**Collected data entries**
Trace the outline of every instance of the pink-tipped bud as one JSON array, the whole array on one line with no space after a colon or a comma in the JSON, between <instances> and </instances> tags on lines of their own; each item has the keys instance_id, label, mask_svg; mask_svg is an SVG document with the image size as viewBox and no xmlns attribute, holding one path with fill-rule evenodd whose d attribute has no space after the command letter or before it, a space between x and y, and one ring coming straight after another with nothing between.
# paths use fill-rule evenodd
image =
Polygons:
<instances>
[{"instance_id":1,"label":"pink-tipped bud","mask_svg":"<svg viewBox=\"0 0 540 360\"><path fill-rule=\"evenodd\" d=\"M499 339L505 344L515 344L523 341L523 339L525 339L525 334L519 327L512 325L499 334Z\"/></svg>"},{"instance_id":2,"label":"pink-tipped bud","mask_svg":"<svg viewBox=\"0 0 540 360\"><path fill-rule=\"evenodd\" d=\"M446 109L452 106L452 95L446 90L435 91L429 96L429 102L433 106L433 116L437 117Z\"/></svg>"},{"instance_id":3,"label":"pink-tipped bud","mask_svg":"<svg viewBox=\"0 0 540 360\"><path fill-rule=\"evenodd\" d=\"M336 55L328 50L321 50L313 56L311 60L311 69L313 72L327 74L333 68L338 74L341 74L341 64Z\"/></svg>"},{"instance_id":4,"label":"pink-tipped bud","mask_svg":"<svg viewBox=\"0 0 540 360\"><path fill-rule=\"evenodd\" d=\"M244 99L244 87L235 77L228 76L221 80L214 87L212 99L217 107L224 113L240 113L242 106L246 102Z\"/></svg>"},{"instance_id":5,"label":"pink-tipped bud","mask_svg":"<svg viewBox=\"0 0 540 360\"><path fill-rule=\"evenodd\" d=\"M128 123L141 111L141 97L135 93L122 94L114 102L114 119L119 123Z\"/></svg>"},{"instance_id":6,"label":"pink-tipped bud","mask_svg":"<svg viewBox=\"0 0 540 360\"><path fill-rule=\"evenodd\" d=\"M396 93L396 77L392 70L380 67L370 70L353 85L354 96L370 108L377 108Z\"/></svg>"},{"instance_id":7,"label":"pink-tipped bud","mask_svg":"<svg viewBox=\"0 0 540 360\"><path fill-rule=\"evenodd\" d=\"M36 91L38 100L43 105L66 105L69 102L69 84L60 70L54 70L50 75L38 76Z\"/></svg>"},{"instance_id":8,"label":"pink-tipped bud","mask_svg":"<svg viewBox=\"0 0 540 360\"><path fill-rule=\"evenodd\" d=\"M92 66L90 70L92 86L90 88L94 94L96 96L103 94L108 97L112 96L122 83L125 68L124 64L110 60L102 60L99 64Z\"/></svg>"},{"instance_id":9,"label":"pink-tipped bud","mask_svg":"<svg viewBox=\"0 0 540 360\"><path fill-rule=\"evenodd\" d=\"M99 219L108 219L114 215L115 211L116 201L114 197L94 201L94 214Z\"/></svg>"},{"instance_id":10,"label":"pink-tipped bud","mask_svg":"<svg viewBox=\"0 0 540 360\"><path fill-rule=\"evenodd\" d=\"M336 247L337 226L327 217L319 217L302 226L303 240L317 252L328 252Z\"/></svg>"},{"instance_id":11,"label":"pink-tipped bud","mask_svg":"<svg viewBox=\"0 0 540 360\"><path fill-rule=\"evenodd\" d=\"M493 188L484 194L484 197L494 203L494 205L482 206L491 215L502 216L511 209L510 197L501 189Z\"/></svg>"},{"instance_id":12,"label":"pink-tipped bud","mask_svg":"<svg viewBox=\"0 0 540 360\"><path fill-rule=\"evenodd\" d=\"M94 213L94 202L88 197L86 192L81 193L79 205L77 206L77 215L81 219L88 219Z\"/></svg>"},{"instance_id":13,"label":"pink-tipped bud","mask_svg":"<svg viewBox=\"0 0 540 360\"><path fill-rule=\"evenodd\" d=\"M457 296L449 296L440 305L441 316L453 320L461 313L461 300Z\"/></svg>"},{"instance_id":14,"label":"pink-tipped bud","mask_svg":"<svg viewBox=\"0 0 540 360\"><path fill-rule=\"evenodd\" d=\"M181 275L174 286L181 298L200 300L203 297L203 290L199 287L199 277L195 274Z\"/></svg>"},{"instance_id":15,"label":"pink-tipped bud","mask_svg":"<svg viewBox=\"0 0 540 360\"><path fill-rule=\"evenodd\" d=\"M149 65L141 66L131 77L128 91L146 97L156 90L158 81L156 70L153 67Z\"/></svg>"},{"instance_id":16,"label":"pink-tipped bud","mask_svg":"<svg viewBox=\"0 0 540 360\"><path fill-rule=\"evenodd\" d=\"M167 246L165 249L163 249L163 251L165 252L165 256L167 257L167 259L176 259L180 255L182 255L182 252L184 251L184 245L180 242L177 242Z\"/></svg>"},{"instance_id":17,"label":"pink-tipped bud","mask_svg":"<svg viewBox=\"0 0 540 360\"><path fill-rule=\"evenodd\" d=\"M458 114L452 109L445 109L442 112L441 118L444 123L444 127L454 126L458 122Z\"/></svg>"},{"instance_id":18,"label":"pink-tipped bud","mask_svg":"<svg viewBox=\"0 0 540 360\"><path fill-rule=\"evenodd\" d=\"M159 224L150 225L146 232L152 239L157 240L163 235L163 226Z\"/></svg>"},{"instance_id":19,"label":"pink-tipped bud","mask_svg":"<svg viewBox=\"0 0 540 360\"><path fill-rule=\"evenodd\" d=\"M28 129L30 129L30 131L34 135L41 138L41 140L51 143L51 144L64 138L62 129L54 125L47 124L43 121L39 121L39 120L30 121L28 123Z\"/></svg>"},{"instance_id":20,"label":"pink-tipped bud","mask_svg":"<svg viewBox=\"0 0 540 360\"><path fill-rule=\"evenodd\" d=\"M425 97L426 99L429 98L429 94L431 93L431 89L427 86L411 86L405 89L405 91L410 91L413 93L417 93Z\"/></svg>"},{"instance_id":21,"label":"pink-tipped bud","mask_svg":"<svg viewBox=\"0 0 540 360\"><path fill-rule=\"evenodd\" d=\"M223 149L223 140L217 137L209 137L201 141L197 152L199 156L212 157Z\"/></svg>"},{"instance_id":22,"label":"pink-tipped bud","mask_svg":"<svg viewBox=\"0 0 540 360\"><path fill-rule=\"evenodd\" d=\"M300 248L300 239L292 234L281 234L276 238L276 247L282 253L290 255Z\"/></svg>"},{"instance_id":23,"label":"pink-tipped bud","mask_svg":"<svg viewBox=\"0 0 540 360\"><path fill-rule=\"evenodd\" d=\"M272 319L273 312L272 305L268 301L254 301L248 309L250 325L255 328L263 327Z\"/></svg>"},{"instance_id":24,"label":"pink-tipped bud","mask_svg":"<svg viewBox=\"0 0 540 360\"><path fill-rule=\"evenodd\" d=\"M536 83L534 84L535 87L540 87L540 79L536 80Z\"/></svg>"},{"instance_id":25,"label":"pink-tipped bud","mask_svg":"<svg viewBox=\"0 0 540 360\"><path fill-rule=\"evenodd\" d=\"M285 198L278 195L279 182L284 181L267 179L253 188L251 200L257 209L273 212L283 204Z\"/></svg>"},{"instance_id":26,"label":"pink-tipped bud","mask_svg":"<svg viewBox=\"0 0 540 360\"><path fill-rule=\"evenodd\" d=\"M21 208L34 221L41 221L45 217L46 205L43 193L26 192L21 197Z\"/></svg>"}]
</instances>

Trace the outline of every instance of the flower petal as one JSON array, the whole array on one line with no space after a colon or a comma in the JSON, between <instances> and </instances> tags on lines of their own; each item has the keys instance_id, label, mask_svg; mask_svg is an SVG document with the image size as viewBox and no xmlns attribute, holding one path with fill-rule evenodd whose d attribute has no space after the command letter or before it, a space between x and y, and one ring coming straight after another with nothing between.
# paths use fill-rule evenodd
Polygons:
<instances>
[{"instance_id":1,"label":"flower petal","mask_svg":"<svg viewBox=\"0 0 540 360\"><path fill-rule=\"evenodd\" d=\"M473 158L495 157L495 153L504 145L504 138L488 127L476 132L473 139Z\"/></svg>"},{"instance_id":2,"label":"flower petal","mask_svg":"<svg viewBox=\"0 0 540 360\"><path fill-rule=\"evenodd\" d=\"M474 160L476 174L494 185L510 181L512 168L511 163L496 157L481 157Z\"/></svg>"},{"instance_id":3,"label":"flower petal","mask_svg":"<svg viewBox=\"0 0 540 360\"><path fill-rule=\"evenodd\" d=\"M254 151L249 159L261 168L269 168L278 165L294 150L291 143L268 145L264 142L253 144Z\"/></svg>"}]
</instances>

**TASK TO CARRY OUT**
The exercise is to copy out every line above that has the word "ring" in it.

**WRITTEN ANSWER**
Trace the outline of every instance of the pink-tipped bud as one JSON array, the whole array on one line with no space after a colon or a comma in the JSON, between <instances> and </instances> tags on lines of their own; each item has the keys instance_id, label, mask_svg; mask_svg is an SVG document with the image size as viewBox and no xmlns attribute, holding one path with fill-rule evenodd whose d attribute has no space after the command letter or before it, a space between x and y, and one ring coming straight after another with nothing between.
Trace the outline of every instance of the flower petal as one JSON array, the whole array on one line with no space after a colon or a comma in the JSON, between <instances> and </instances> tags on lines of their own; each item has the keys instance_id, label, mask_svg; mask_svg is an SVG document with the image size as viewBox and no xmlns attribute, holding one path with fill-rule evenodd whose d attribute has no space after the command letter or before it, a space between x and y, and one ring coming straight after another with nothing between.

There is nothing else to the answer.